## Your task
Please print the listing below word for word, omitting the pictures.

## Provided records
· · · ·

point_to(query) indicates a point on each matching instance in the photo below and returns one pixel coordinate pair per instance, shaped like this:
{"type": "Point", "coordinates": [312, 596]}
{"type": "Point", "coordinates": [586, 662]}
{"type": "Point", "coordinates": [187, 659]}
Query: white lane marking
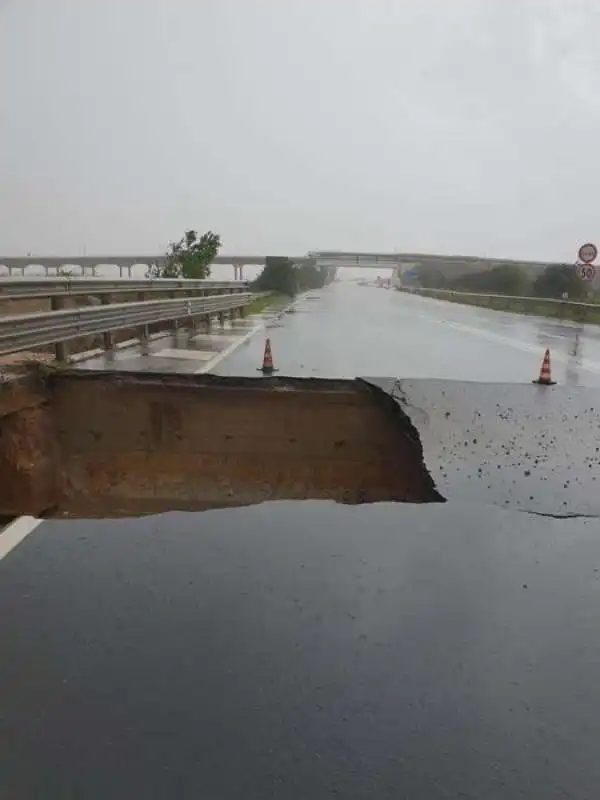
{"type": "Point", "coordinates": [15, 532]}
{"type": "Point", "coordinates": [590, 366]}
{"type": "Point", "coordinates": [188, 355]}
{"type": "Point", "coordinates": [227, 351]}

· · · ·

## Final result
point_to(query) indicates a point on each matching instance in the photo below and returns one pixel coordinate pair per instance, shaped like this:
{"type": "Point", "coordinates": [312, 596]}
{"type": "Point", "coordinates": [586, 662]}
{"type": "Point", "coordinates": [187, 659]}
Query: white lane marking
{"type": "Point", "coordinates": [15, 532]}
{"type": "Point", "coordinates": [590, 366]}
{"type": "Point", "coordinates": [188, 355]}
{"type": "Point", "coordinates": [227, 351]}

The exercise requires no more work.